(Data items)

[START]

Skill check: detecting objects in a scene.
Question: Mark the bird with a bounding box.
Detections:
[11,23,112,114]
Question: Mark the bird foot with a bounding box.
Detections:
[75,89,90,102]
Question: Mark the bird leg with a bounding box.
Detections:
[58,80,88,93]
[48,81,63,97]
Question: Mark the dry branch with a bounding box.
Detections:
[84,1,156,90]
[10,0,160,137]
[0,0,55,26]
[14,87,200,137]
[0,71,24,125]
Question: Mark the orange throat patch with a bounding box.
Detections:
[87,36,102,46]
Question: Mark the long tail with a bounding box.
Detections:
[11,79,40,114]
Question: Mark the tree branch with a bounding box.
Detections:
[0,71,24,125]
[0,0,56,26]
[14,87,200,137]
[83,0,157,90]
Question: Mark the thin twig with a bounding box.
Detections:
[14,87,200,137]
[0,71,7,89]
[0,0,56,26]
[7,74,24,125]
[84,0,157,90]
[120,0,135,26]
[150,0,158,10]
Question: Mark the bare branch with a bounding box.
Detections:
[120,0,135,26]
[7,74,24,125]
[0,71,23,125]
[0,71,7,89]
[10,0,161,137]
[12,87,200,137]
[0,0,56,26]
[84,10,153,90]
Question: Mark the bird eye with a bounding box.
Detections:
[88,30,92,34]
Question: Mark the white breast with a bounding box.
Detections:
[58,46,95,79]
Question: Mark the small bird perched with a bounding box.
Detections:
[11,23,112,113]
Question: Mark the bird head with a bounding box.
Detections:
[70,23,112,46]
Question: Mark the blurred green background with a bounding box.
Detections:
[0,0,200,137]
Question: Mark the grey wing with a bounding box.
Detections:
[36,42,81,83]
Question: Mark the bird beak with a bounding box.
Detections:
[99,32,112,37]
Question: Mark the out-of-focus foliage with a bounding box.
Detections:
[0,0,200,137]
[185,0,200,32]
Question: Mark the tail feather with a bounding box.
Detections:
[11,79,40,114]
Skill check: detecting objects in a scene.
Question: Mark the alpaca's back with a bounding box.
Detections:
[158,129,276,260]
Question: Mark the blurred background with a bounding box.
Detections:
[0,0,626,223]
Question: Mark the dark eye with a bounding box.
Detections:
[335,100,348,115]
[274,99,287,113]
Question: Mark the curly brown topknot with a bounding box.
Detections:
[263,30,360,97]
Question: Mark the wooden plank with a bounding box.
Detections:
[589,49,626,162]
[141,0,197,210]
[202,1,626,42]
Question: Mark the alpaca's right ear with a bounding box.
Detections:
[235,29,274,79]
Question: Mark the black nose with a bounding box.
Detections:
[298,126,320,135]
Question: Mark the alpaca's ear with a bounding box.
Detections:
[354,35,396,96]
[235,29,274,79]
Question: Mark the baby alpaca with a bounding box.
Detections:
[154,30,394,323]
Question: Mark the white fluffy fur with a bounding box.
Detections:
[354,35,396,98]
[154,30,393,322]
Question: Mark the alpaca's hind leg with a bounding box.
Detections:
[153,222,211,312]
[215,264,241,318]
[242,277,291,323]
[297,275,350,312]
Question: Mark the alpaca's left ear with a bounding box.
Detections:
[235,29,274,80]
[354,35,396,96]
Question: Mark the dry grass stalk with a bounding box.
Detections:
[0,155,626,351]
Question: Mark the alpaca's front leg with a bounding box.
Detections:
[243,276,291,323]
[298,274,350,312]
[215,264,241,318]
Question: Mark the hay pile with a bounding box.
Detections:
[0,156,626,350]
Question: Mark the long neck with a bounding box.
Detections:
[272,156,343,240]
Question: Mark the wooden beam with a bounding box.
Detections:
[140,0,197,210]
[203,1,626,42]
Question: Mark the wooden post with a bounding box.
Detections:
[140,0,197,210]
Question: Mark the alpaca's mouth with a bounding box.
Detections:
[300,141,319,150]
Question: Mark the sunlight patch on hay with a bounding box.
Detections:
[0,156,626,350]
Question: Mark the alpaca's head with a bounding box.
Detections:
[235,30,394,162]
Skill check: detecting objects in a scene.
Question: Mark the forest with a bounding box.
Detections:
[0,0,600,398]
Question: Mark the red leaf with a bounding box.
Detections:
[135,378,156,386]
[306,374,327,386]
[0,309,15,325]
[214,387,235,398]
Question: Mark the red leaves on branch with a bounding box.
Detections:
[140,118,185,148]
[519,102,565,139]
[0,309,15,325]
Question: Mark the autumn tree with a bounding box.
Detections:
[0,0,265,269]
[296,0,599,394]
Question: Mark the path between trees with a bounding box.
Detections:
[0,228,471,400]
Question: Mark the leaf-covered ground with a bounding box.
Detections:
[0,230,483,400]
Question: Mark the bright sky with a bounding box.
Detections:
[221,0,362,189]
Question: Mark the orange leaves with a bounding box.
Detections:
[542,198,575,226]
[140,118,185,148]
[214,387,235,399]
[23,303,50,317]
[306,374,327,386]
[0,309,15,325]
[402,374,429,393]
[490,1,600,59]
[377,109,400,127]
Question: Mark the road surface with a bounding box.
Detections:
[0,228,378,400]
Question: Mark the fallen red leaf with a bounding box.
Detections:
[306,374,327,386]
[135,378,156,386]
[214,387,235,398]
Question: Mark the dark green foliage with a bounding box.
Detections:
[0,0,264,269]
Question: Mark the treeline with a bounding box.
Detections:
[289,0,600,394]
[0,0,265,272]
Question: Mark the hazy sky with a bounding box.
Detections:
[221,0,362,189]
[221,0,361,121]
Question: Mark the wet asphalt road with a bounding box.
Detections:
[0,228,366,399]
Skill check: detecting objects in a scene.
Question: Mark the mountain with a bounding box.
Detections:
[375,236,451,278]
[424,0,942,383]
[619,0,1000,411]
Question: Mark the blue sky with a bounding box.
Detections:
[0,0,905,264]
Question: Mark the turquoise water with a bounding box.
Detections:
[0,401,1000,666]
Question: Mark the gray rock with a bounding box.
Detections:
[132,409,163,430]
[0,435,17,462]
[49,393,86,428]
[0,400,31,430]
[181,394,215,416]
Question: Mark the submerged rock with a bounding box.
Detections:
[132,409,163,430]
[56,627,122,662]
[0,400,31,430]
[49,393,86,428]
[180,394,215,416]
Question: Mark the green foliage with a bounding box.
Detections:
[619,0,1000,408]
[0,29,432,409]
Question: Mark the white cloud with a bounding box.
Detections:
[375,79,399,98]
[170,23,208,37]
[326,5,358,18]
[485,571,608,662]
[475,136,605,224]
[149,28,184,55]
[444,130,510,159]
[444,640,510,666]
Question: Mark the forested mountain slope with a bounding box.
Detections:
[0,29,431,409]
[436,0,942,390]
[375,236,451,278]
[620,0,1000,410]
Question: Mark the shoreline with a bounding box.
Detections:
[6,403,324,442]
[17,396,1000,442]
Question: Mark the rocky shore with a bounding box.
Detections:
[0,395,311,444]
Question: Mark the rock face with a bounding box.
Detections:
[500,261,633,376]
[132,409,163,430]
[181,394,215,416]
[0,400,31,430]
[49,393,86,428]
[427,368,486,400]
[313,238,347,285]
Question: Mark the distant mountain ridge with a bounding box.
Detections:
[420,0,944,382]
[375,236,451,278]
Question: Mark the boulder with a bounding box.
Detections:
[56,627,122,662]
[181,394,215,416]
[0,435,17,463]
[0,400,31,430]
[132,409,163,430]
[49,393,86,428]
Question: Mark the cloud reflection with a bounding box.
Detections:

[END]

**EXERCISE:**
State only how many of the lines above contain the string "dark", where case counts.

**PROBLEM SOLUTION:**
2